(Collected data)
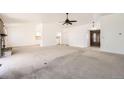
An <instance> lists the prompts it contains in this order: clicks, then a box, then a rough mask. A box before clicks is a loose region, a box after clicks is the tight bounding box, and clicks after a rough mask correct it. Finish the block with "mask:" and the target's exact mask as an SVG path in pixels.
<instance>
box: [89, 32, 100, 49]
mask: <svg viewBox="0 0 124 93" xmlns="http://www.w3.org/2000/svg"><path fill="white" fill-rule="evenodd" d="M90 46H91V47H100V30H92V31H90Z"/></svg>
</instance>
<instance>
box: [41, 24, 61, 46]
mask: <svg viewBox="0 0 124 93" xmlns="http://www.w3.org/2000/svg"><path fill="white" fill-rule="evenodd" d="M61 30H62V28H61V26H60V25H58V24H54V23H49V24H43V33H42V35H43V38H42V39H43V46H52V45H56V44H57V41H56V35H57V33H58V32H61Z"/></svg>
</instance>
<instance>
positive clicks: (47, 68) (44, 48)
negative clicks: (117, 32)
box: [0, 46, 124, 79]
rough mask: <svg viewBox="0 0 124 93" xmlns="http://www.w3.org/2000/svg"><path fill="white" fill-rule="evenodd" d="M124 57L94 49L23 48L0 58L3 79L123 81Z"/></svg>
mask: <svg viewBox="0 0 124 93" xmlns="http://www.w3.org/2000/svg"><path fill="white" fill-rule="evenodd" d="M123 60H124V55H117V54H111V53H105V52H100V51H99V50H94V49H92V48H85V49H81V48H74V47H67V46H53V47H45V48H41V47H38V46H32V47H20V48H15V49H14V54H13V56H11V57H6V58H1V59H0V63H1V64H2V67H0V78H26V79H27V78H32V79H33V78H38V79H40V78H44V79H45V78H50V79H78V78H124V61H123Z"/></svg>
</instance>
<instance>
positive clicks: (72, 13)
mask: <svg viewBox="0 0 124 93" xmlns="http://www.w3.org/2000/svg"><path fill="white" fill-rule="evenodd" d="M93 15H94V14H93V13H70V14H69V19H70V20H77V21H78V22H77V23H74V24H86V23H88V22H89V21H91V20H92V18H93ZM98 15H100V16H103V15H106V14H98ZM0 16H1V18H2V19H3V21H4V23H5V24H9V23H59V22H62V21H64V20H65V18H66V15H65V13H2V14H0Z"/></svg>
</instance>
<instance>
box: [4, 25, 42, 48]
mask: <svg viewBox="0 0 124 93" xmlns="http://www.w3.org/2000/svg"><path fill="white" fill-rule="evenodd" d="M6 30H7V34H8V36H7V46H12V47H15V46H28V45H36V44H40V43H41V40H36V39H35V34H36V31H37V24H27V23H18V24H7V25H6Z"/></svg>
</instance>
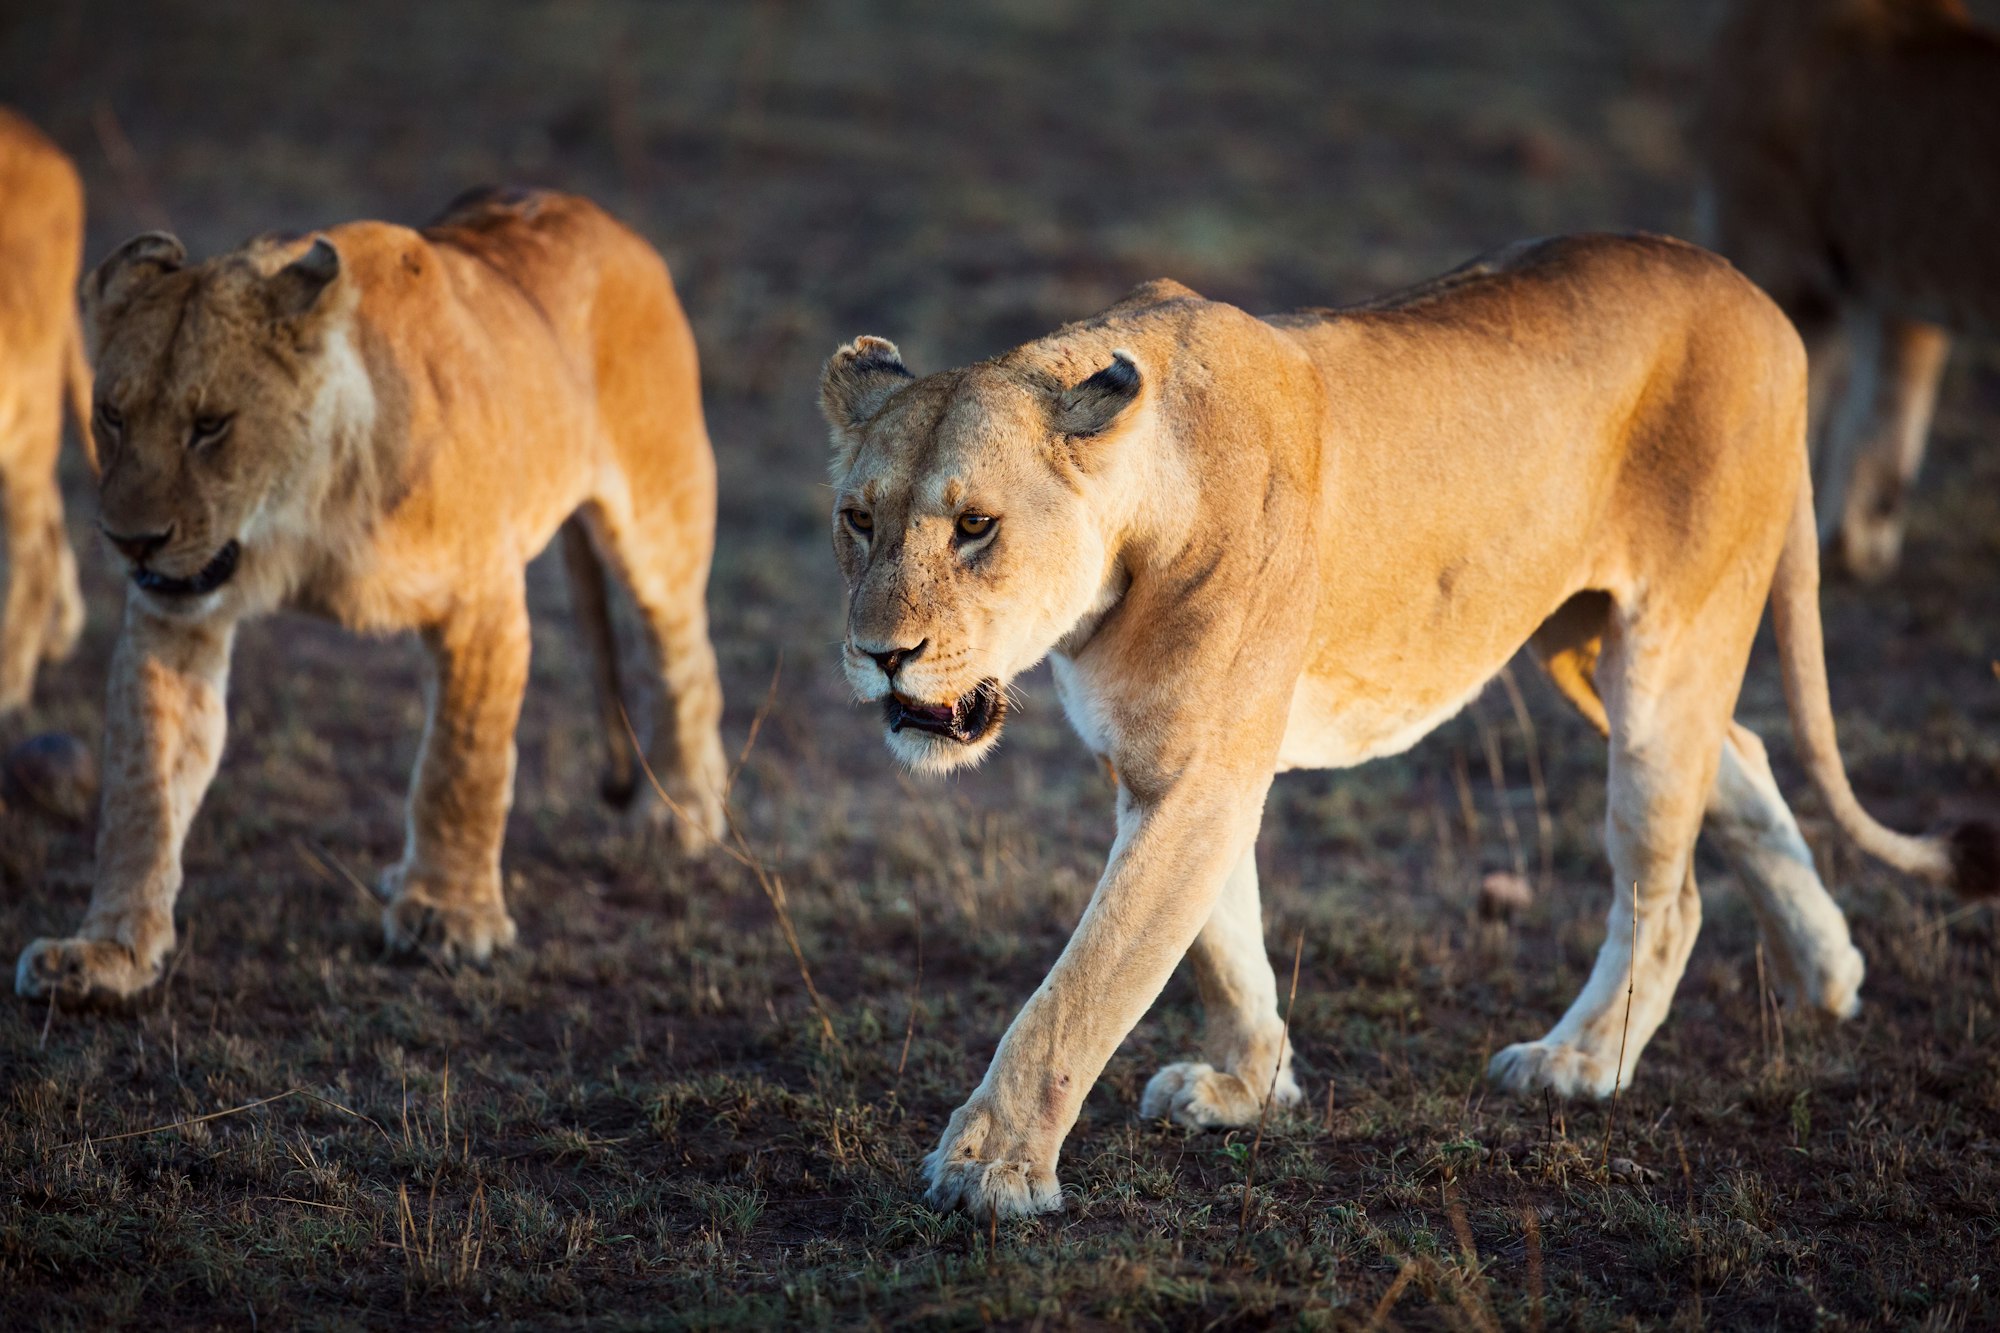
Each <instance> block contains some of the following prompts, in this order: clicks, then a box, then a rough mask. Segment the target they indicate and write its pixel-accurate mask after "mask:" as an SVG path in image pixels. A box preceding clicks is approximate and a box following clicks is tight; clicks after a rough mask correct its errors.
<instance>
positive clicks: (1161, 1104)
mask: <svg viewBox="0 0 2000 1333" xmlns="http://www.w3.org/2000/svg"><path fill="white" fill-rule="evenodd" d="M1268 1091H1272V1089H1270V1083H1266V1085H1264V1087H1250V1085H1248V1083H1246V1081H1244V1079H1240V1077H1238V1075H1232V1073H1224V1071H1220V1069H1216V1067H1214V1065H1200V1063H1182V1065H1168V1067H1166V1069H1162V1071H1160V1073H1156V1075H1154V1077H1152V1081H1150V1083H1148V1085H1146V1095H1144V1097H1140V1103H1138V1113H1140V1117H1144V1119H1148V1121H1174V1123H1176V1125H1186V1127H1188V1129H1224V1127H1232V1125H1256V1123H1258V1117H1260V1115H1264V1093H1268ZM1298 1097H1300V1093H1298V1081H1296V1079H1292V1071H1290V1069H1286V1071H1284V1073H1280V1075H1278V1087H1276V1091H1274V1093H1272V1103H1274V1105H1280V1107H1290V1105H1296V1103H1298Z"/></svg>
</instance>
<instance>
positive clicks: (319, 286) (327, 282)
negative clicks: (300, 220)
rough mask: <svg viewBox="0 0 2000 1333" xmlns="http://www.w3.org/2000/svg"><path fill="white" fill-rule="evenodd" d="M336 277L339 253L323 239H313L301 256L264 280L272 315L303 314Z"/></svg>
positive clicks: (285, 315) (338, 267)
mask: <svg viewBox="0 0 2000 1333" xmlns="http://www.w3.org/2000/svg"><path fill="white" fill-rule="evenodd" d="M338 276H340V250H336V248H334V242H330V240H328V238H326V236H314V238H312V246H310V248H308V250H306V252H304V254H300V256H298V258H296V260H292V262H290V264H286V266H284V268H280V270H278V272H274V274H272V276H270V278H266V280H264V290H266V296H268V298H270V308H272V314H276V316H278V318H298V316H300V314H306V312H308V310H312V306H314V304H318V300H320V296H322V294H324V292H326V288H328V286H332V284H334V278H338Z"/></svg>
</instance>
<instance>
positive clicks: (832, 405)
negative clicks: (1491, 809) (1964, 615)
mask: <svg viewBox="0 0 2000 1333" xmlns="http://www.w3.org/2000/svg"><path fill="white" fill-rule="evenodd" d="M822 408H824V412H826V418H828V422H830V424H832V442H834V458H832V472H834V490H836V500H834V548H836V554H838V558H840V566H842V570H844V574H846V582H848V618H846V642H844V667H846V675H848V681H850V683H852V687H854V691H856V695H860V699H864V701H872V703H878V705H880V707H882V713H884V723H886V727H888V745H890V751H894V755H896V757H898V759H900V761H902V763H906V765H910V767H914V769H924V771H946V769H954V767H962V765H970V763H974V761H978V759H980V757H984V755H986V753H990V751H992V747H994V745H996V743H998V737H1000V727H1002V723H1004V717H1006V687H1008V683H1010V681H1012V679H1014V677H1018V675H1020V673H1022V671H1026V669H1028V667H1032V664H1034V662H1038V660H1040V658H1044V656H1050V658H1052V660H1054V675H1056V689H1058V693H1060V697H1062V703H1064V709H1066V713H1068V717H1070V721H1072V725H1074V727H1076V731H1078V733H1080V735H1082V737H1084V743H1086V745H1090V747H1092V751H1096V753H1098V755H1100V757H1104V759H1106V761H1108V763H1110V765H1112V769H1114V771H1116V777H1118V837H1116V843H1114V845H1112V853H1110V863H1108V867H1106V871H1104V879H1102V881H1100V883H1098V889H1096V895H1094V897H1092V901H1090V907H1088V909H1086V911H1084V917H1082V921H1080V925H1078V927H1076V935H1074V937H1072V939H1070V945H1068V949H1064V953H1062V957H1060V959H1058V961H1056V965H1054V969H1052V971H1050V975H1048V979H1046V981H1044V983H1042V987H1040V989H1038V991H1036V993H1034V997H1032V999H1030V1001H1028V1005H1026V1007H1024V1009H1022V1013H1020V1017H1018V1019H1016V1021H1014V1025H1012V1027H1010V1029H1008V1033H1006V1037H1004V1039H1002V1041H1000V1049H998V1053H996V1055H994V1061H992V1067H990V1069H988V1071H986V1079H984V1081H982V1083H980V1087H978V1089H976V1091H974V1093H972V1097H970V1099H968V1101H966V1105H962V1107H960V1109H958V1111H956V1113H954V1115H952V1119H950V1125H948V1127H946V1131H944V1139H942V1141H940V1145H938V1149H936V1153H932V1155H930V1157H928V1161H926V1171H928V1179H930V1197H932V1201H934V1203H938V1205H944V1207H948V1205H964V1207H968V1209H972V1211H974V1213H978V1215H982V1217H984V1215H986V1213H988V1211H990V1209H992V1211H996V1213H1004V1215H1014V1213H1036V1211H1044V1209H1054V1207H1058V1203H1060V1191H1058V1185H1056V1151H1058V1149H1060V1145H1062V1139H1064V1135H1066V1133H1068V1129H1070V1125H1072V1123H1074V1119H1076V1111H1078V1107H1080V1105H1082V1101H1084V1093H1086V1091H1088V1089H1090V1085H1092V1081H1094V1079H1096V1077H1098V1073H1100V1071H1102V1069H1104V1063H1106V1059H1108V1057H1110V1055H1112V1049H1114V1047H1116V1045H1118V1041H1120V1039H1122V1037H1124V1035H1126V1033H1128V1031H1130V1029H1132V1025H1134V1023H1136V1021H1138V1017H1140V1015H1142V1013H1144V1011H1146V1007H1148V1005H1152V1001H1154V997H1156V995H1158V993H1160V987H1162V985H1164V983H1166V979H1168V975H1170V973H1172V971H1174V965H1176V963H1178V961H1180V959H1182V955H1188V957H1190V959H1192V963H1194V975H1196V981H1198V983H1200V993H1202V1005H1204V1011H1206V1025H1208V1029H1206V1039H1204V1051H1202V1059H1200V1061H1190V1063H1184V1065H1168V1067H1166V1069H1162V1071H1160V1073H1158V1075H1156V1077H1154V1079H1152V1083H1150V1085H1148V1087H1146V1095H1144V1105H1142V1111H1144V1115H1148V1117H1172V1119H1176V1121H1180V1123H1184V1125H1244V1123H1250V1121H1256V1117H1258V1109H1260V1105H1262V1101H1264V1097H1266V1093H1268V1091H1270V1089H1272V1087H1276V1097H1278V1099H1280V1101H1294V1099H1296V1097H1298V1087H1296V1083H1294V1081H1292V1075H1290V1069H1288V1065H1290V1051H1286V1049H1282V1045H1284V1043H1282V1021H1280V1015H1278V1001H1276V979H1274V975H1272V967H1270V961H1268V957H1266V953H1264V935H1262V921H1260V913H1258V879H1256V863H1254V841H1256V831H1258V823H1260V819H1262V811H1264V795H1266V791H1268V789H1270V781H1272V775H1274V773H1278V771H1284V769H1308V767H1312V769H1332V767H1348V765H1358V763H1362V761H1366V759H1374V757H1378V755H1394V753H1398V751H1402V749H1408V747H1410V745H1414V743H1416V741H1418V739H1420V737H1424V735H1426V733H1428V731H1432V729H1434V727H1438V725H1440V723H1442V721H1444V719H1448V717H1452V715H1454V713H1456V711H1458V709H1460V707H1462V705H1464V703H1466V701H1468V699H1470V697H1472V695H1476V693H1478V691H1480V687H1482V685H1484V683H1486V681H1488V679H1490V677H1494V673H1498V671H1500V667H1502V664H1506V660H1508V658H1510V656H1512V654H1514V650H1516V648H1520V646H1522V644H1530V646H1532V648H1534V650H1536V654H1538V656H1540V658H1542V662H1544V664H1546V667H1548V671H1550V675H1552V677H1554V681H1556V685H1558V687H1560V689H1562V693H1564V695H1566V697H1568V699H1570V701H1574V705H1576V707H1578V709H1580V711H1582V713H1584V715H1586V717H1588V719H1590V721H1592V723H1594V725H1596V727H1598V729H1602V731H1604V733H1606V735H1608V739H1610V819H1608V823H1606V835H1608V841H1610V859H1612V883H1614V887H1616V893H1614V903H1612V909H1610V931H1608V939H1606V943H1604V949H1602V953H1600V957H1598V965H1596V971H1594V973H1592V977H1590V981H1588V985H1586V987H1584V993H1582V995H1580V997H1578V999H1576V1003H1574V1005H1572V1007H1570V1011H1568V1015H1564V1017H1562V1021H1560V1023H1556V1027H1554V1029H1552V1031H1550V1033H1548V1035H1546V1037H1542V1039H1540V1041H1528V1043H1520V1045H1514V1047H1508V1049H1504V1051H1502V1053H1500V1055H1496V1057H1494V1061H1492V1069H1490V1073H1492V1077H1494V1079H1496V1081H1498V1083H1502V1085H1504V1087H1508V1089H1520V1091H1528V1089H1554V1091H1556V1093H1562V1095H1592V1097H1602V1095H1606V1093H1610V1091H1612V1085H1614V1081H1620V1079H1624V1081H1628V1079H1630V1075H1632V1067H1634V1065H1636V1061H1638V1055H1640V1051H1642V1049H1644V1047H1646V1041H1648V1037H1652V1033H1654V1029H1658V1027H1660V1021H1662V1019H1664V1017H1666V1009H1668V1003H1670V999H1672V995H1674V985H1676V983H1678V981H1680V973H1682V967H1684V965H1686V959H1688V949H1690V947H1692V945H1694V935H1696V929H1698V925H1700V899H1698V897H1696V891H1694V879H1692V853H1694V839H1696V833H1698V831H1700V829H1702V827H1706V829H1708V831H1710V833H1712V835H1716V839H1718V843H1720V845H1722V849H1724V851H1726V853H1730V855H1732V857H1734V861H1736V867H1738V871H1740V873H1742V879H1744V883H1746V887H1748V889H1750V895H1752V901H1754V903H1756V909H1758V917H1760V921H1762V929H1764V935H1766V945H1768V949H1770V953H1772V957H1774V959H1776V965H1778V973H1780V979H1782V983H1784V987H1786V989H1788V991H1790V995H1792V997H1794V1001H1796V1003H1800V1005H1806V1007H1810V1009H1816V1011H1822V1013H1828V1015H1836V1017H1844V1015H1850V1013H1854V1009H1856V989H1858V985H1860V981H1862V959H1860V953H1856V949H1854V945H1852V943H1850V939H1848V929H1846V921H1844V919H1842V915H1840V909H1838V907H1834V901H1832V899H1830V897H1828V893H1826V889H1824V887H1822V885H1820V879H1818V875H1816V873H1814V867H1812V857H1810V853H1808V849H1806V843H1804V841H1802V839H1800V833H1798V825H1796V823H1794V819H1792V813H1790V811H1788V809H1786V805H1784V799H1782V797H1780V795H1778V789H1776V785H1774V783H1772V775H1770V767H1768V763H1766V759H1764V747H1762V745H1760V743H1758V739H1756V737H1754V735H1750V733H1748V731H1744V729H1742V727H1738V725H1734V723H1732V721H1730V715H1732V711H1734V707H1736V693H1738V689H1740V685H1742V675H1744V664H1746V660H1748V654H1750V640H1752V636H1754V632H1756V624H1758V618H1760V616H1762V610H1764V602H1766V600H1770V602H1772V608H1774V614H1776V624H1778V640H1780V650H1782V658H1784V681H1786V695H1788V699H1790V705H1792V719H1794V731H1796V735H1798V743H1800V751H1802V755H1804V759H1806V767H1808V771H1810V773H1812V779H1814V783H1816V785H1818V789H1820V793H1822V797H1824V799H1826V803H1828V807H1830V809H1832V813H1834V815H1836V819H1838V821H1840V827H1842V829H1844V831H1846V833H1848V835H1850V837H1852V839H1854V841H1856V843H1858V845H1860V847H1862V849H1866V851H1868V853H1872V855H1876V857H1880V859H1884V861H1888V863H1892V865H1896V867H1900V869H1904V871H1912V873H1916V875H1924V877H1930V879H1936V881H1952V883H1956V885H1958V887H1962V889H1980V891H1984V889H1990V887H1992V879H1994V865H1992V861H1994V835H1992V831H1990V829H1986V827H1970V829H1962V831H1958V833H1956V835H1952V837H1938V839H1914V837H1904V835H1898V833H1890V831H1888V829H1884V827H1882V825H1878V823H1874V821H1872V819H1870V817H1868V815H1866V813H1864V811H1862V809H1860V805H1858V803H1856V801H1854V795H1852V791H1850V789H1848V779H1846V773H1844V771H1842V767H1840V757H1838V753H1836V749H1834V723H1832V713H1830V709H1828V699H1826V667H1824V660H1822V648H1820V612H1818V598H1816V586H1818V544H1816V542H1814V530H1812V494H1810V484H1808V478H1806V446H1804V424H1806V358H1804V352H1802V348H1800V342H1798V334H1796V332H1794V330H1792V326H1790V322H1788V320H1786V318H1784V314H1780V310H1778V308H1776V306H1774V304H1772V302H1770V300H1768V298H1766V296H1764V294H1762V292H1760V290H1758V288H1754V286H1752V284H1750V282H1746V280H1744V278H1742V276H1740V274H1736V272H1734V270H1732V268H1730V266H1728V264H1726V262H1722V260H1720V258H1716V256H1712V254H1706V252H1704V250H1696V248H1692V246H1686V244H1678V242H1672V240H1656V238H1644V236H1636V238H1608V236H1594V238H1572V240H1552V242H1538V244H1528V246H1520V248H1516V250H1510V252H1506V254H1500V256H1496V258H1492V260H1488V262H1480V264H1472V266H1468V268H1462V270H1458V272H1454V274H1450V276H1446V278H1442V280H1438V282H1434V284H1430V286H1424V288H1418V290H1414V292H1406V294H1402V296H1396V298H1390V300H1384V302H1378V304H1372V306H1358V308H1352V310H1302V312H1296V314H1282V316H1274V318H1262V320H1260V318H1252V316H1248V314H1244V312H1242V310H1236V308H1232V306H1226V304H1218V302H1210V300H1202V298H1200V296H1196V294H1194V292H1190V290H1188V288H1184V286H1178V284H1174V282H1152V284H1148V286H1142V288H1138V290H1136V292H1132V294H1130V296H1126V298H1124V300H1122V302H1120V304H1116V306H1114V308H1110V310H1108V312H1104V314H1102V316H1098V318H1094V320H1086V322H1082V324H1072V326H1068V328H1062V330H1058V332H1054V334H1050V336H1046V338H1042V340H1038V342H1030V344H1026V346H1020V348H1014V350H1012V352H1006V354H1002V356H996V358H994V360H988V362H980V364H976V366H970V368H964V370H946V372H942V374H932V376H928V378H922V380H918V378H912V374H910V370H906V368H904V364H902V358H900V356H898V352H896V348H894V344H890V342H884V340H882V338H860V340H856V342H852V344H848V346H844V348H840V350H838V352H836V354H834V358H832V360H830V362H828V366H826V376H824V380H822ZM1634 887H1636V901H1634ZM1634 921H1636V931H1638V935H1636V943H1634ZM1628 977H1630V979H1632V985H1634V995H1632V1005H1630V1029H1628V1031H1624V1023H1622V1021H1624V993H1626V979H1628ZM1622 1031H1624V1047H1620V1037H1622ZM1620 1049H1624V1061H1622V1065H1620Z"/></svg>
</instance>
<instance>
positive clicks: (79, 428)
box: [0, 108, 96, 713]
mask: <svg viewBox="0 0 2000 1333" xmlns="http://www.w3.org/2000/svg"><path fill="white" fill-rule="evenodd" d="M82 252H84V186H82V182H80V180H78V178H76V168H74V166H70V160H68V158H66V156H62V150H60V148H56V146H54V144H52V142H48V138H44V136H42V132H40V130H36V128H34V126H32V124H28V122H26V120H22V118H20V116H16V114H14V112H10V110H6V108H0V494H4V502H6V564H8V584H6V608H4V610H0V713H12V711H14V709H20V707H22V705H24V703H28V695H30V693H34V673H36V667H40V664H42V662H44V660H60V658H64V656H68V654H70V648H74V646H76V636H78V634H80V632H82V630H84V598H82V594H80V592H78V588H76V556H72V554H70V534H68V530H66V528H64V526H62V490H58V488H56V450H58V446H60V444H62V402H64V394H66V392H68V398H70V402H72V406H76V412H78V416H76V428H78V432H86V424H84V422H86V420H88V418H90V366H88V364H84V342H82V334H80V330H78V324H76V270H78V266H80V264H82ZM88 446H90V442H88V434H86V438H84V448H86V450H88ZM92 466H96V460H94V458H92Z"/></svg>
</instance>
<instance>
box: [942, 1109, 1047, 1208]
mask: <svg viewBox="0 0 2000 1333" xmlns="http://www.w3.org/2000/svg"><path fill="white" fill-rule="evenodd" d="M996 1139H998V1141H1002V1145H1000V1151H996V1153H994V1151H988V1149H990V1145H994V1141H996ZM1004 1141H1006V1135H1002V1133H998V1125H996V1123H994V1117H992V1115H990V1113H986V1111H968V1109H966V1107H960V1109H958V1111H956V1113H952V1123H950V1125H948V1127H946V1129H944V1139H942V1141H940V1143H938V1147H936V1151H932V1153H930V1157H926V1159H924V1179H926V1181H928V1183H930V1189H928V1191H926V1195H924V1197H926V1201H928V1203H930V1207H934V1209H938V1211H950V1209H964V1211H968V1213H972V1215H974V1217H980V1219H984V1217H1036V1215H1040V1213H1056V1211H1060V1209H1062V1185H1060V1183H1056V1161H1054V1153H1050V1157H1048V1161H1046V1163H1044V1161H1038V1159H1036V1155H1034V1153H1028V1151H1022V1147H1020V1145H1008V1143H1004Z"/></svg>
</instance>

### Problem description
Please go through the data and copy each line containing the word "positive".

### Solution to this task
positive clicks: (47, 68) (44, 48)
positive clicks: (72, 13)
positive clicks: (1161, 1104)
positive clicks: (319, 286) (327, 282)
positive clicks: (285, 315) (338, 267)
positive clicks: (832, 405)
positive clicks: (79, 428)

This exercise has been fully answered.